→ **Directive**
Find each line in the rows below that contains the string "load" and copy those lines.

[begin Supplied information]

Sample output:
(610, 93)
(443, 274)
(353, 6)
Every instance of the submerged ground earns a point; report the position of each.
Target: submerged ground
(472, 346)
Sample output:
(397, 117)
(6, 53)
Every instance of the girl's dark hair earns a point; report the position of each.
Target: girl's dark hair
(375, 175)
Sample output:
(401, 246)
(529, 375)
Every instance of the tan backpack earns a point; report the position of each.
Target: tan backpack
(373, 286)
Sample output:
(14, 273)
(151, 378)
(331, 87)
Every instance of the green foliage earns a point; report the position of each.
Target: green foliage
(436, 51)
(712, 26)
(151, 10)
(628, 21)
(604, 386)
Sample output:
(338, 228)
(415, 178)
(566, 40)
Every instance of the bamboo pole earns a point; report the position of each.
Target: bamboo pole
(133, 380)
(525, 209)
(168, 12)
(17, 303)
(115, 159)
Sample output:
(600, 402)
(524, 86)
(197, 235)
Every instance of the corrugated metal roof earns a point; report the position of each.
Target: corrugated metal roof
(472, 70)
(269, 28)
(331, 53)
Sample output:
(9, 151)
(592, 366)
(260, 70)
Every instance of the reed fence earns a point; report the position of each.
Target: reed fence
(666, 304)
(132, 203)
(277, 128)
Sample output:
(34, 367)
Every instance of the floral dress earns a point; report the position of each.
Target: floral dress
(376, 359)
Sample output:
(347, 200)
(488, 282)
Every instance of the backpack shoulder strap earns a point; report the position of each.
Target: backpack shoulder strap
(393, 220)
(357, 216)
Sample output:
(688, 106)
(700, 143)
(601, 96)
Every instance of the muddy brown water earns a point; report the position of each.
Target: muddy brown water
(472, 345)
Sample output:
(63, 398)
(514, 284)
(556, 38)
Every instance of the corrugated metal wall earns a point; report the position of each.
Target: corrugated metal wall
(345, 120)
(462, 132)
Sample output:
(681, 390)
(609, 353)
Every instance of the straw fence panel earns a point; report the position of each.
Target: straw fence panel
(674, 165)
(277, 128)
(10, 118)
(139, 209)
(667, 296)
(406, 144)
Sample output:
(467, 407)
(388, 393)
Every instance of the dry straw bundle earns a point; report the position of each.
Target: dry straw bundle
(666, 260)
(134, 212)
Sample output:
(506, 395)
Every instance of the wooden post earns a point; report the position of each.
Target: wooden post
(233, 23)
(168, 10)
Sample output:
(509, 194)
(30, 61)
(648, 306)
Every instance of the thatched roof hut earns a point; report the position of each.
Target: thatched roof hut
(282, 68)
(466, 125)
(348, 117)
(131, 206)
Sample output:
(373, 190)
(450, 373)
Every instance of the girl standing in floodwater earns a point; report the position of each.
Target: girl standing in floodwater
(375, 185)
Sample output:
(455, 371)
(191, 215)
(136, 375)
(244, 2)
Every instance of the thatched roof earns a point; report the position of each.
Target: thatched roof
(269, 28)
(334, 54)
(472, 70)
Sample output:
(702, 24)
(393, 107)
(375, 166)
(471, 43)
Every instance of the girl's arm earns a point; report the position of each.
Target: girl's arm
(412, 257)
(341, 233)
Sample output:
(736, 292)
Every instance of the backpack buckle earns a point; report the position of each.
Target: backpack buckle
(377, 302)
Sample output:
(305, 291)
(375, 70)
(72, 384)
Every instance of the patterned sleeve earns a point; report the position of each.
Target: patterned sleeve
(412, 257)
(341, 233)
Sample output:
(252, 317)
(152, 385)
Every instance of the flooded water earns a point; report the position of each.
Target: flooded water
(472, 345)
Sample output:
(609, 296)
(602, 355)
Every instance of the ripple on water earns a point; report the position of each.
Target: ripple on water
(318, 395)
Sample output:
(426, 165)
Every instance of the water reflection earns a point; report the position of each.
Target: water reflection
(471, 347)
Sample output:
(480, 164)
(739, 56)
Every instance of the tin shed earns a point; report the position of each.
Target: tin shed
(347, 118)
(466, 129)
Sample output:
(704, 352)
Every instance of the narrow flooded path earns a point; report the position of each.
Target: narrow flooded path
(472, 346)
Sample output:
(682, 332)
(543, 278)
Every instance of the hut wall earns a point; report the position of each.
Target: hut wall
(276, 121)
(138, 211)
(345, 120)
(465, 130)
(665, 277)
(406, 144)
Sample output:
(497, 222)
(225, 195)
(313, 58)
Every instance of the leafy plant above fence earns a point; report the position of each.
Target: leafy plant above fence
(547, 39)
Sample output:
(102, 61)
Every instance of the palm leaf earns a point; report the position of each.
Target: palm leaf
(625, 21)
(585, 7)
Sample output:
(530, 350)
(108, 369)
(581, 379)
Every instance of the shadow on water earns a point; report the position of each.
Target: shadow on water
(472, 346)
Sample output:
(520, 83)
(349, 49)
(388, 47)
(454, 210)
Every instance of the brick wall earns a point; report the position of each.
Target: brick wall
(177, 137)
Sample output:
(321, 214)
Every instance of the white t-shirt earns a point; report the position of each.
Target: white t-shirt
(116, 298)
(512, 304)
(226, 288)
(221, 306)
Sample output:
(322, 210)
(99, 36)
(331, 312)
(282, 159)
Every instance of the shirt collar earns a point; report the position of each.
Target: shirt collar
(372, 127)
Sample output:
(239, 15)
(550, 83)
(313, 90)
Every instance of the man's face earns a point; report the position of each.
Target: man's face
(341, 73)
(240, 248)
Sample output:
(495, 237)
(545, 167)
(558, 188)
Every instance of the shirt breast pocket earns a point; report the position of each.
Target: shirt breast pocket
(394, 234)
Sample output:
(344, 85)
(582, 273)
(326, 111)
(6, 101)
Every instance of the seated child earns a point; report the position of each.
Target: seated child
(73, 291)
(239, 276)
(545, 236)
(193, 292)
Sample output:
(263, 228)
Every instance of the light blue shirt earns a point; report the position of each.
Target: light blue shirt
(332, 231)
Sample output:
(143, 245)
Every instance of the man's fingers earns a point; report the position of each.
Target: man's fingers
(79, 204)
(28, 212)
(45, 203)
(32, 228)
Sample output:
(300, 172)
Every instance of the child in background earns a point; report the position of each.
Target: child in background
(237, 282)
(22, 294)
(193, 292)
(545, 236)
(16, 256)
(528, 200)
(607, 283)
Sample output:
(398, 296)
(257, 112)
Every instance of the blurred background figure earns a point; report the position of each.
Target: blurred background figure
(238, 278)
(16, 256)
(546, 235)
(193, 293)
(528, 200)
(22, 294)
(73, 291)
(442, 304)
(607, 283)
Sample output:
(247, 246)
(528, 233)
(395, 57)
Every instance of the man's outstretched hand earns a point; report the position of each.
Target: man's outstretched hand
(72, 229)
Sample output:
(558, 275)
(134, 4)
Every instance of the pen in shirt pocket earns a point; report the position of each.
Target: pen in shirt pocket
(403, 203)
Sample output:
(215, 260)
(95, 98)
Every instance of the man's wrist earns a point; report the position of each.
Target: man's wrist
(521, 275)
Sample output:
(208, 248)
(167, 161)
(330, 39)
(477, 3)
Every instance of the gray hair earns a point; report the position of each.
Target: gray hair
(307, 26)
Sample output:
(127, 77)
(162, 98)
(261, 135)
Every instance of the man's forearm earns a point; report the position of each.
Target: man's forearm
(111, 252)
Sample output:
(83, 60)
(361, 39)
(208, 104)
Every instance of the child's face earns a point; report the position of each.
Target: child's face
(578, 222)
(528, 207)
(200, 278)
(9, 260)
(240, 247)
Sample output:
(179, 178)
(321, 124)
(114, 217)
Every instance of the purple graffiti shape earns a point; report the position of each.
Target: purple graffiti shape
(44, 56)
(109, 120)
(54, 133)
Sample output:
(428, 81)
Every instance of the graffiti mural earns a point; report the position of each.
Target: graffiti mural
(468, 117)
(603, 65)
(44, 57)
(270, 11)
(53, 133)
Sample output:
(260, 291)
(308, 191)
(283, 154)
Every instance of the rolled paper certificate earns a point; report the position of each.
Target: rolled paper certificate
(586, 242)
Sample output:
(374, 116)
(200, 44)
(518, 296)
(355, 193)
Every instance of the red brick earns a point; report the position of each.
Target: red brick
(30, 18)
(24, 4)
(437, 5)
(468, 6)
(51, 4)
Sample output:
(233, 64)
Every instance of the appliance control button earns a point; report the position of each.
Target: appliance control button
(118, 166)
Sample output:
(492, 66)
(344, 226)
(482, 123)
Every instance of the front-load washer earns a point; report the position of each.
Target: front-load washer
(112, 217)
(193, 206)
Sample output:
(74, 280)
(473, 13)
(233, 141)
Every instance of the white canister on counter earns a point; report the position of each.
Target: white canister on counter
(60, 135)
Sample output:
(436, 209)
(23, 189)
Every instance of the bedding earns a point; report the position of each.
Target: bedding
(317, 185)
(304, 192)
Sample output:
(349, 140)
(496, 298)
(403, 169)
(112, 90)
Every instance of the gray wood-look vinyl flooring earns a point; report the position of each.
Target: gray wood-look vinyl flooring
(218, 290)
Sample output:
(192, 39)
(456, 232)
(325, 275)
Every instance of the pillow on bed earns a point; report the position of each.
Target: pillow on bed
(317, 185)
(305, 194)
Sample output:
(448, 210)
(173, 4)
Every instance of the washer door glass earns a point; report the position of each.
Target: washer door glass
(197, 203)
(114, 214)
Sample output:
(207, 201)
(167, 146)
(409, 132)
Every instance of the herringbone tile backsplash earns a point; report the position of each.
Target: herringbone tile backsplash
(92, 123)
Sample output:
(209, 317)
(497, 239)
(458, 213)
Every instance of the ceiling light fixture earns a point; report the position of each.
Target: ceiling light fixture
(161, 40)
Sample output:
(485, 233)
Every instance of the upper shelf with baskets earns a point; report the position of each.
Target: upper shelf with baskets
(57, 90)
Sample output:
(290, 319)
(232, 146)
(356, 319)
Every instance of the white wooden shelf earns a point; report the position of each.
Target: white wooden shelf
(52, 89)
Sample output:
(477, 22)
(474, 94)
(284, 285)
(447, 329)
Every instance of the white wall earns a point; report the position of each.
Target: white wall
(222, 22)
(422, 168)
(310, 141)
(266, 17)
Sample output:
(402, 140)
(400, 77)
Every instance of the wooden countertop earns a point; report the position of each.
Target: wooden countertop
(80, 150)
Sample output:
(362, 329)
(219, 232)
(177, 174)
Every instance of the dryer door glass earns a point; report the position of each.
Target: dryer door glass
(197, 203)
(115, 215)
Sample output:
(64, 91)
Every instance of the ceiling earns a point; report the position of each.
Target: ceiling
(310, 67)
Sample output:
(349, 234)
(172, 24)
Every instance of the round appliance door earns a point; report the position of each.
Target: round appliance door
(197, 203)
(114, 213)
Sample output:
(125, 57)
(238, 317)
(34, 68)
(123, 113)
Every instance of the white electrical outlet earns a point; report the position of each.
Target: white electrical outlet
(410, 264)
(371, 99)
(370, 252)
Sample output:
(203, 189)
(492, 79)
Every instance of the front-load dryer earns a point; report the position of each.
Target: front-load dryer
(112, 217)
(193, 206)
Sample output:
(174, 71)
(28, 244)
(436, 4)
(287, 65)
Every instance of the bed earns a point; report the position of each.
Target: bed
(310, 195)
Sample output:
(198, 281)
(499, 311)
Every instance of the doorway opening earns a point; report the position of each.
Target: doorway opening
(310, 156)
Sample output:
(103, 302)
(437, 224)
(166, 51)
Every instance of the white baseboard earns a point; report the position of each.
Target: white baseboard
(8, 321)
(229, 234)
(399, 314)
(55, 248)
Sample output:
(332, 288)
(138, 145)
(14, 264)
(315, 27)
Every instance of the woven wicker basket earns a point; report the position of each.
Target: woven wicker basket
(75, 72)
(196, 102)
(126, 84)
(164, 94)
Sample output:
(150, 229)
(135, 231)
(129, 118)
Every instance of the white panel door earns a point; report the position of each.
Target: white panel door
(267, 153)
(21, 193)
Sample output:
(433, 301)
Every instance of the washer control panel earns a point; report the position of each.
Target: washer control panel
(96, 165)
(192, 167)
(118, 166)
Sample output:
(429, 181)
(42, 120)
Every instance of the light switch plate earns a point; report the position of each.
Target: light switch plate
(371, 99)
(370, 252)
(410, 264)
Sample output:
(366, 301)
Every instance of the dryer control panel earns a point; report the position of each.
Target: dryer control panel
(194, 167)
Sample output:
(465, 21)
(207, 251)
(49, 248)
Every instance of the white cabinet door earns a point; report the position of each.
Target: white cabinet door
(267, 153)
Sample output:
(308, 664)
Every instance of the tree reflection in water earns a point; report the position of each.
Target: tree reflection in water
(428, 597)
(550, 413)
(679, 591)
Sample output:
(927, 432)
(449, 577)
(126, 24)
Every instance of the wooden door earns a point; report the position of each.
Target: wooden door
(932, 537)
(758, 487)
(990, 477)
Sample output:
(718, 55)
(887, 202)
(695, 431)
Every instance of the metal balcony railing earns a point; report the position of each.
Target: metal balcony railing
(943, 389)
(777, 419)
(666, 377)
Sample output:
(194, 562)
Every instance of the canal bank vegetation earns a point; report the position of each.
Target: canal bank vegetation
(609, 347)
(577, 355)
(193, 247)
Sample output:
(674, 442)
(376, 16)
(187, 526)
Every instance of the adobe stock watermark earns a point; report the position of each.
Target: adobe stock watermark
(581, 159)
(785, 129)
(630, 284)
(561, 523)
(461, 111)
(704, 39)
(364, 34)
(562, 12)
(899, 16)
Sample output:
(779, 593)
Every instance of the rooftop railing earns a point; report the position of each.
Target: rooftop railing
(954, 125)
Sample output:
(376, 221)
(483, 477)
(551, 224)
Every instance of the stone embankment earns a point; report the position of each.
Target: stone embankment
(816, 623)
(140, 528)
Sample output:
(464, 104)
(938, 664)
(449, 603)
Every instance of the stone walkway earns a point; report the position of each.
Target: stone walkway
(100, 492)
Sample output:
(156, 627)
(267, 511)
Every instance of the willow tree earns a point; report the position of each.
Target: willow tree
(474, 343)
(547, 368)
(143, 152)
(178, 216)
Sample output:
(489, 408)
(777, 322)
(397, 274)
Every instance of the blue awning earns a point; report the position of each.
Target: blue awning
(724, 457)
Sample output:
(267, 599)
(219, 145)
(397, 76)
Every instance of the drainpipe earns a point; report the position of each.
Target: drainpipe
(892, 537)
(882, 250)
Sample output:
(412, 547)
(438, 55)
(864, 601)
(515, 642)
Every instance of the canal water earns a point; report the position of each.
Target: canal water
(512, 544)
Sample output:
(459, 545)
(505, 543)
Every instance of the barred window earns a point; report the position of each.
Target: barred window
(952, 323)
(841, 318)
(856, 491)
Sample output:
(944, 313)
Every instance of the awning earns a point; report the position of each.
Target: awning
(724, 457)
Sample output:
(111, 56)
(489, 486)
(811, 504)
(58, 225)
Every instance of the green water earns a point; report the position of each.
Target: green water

[end Supplied information]

→ **Task solution**
Every instance of the front-load washer earns a point; report the position of each.
Target: front-load washer
Every instance of the front-load dryer earns a point; report the position of each.
Target: front-load dryer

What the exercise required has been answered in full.